* Task
Rewrite the records with "white baseball cap" swapped for "navy baseball cap", changing nothing else, and omit the pictures.

* Material supplied
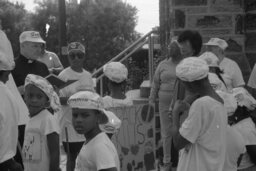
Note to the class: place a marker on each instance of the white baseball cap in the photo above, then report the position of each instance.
(191, 69)
(115, 71)
(217, 42)
(31, 36)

* Task solution
Note to the class: place a marker on each instance of the navy baseball cap in the photo above, then report the position of each instance.
(191, 69)
(115, 71)
(217, 42)
(31, 36)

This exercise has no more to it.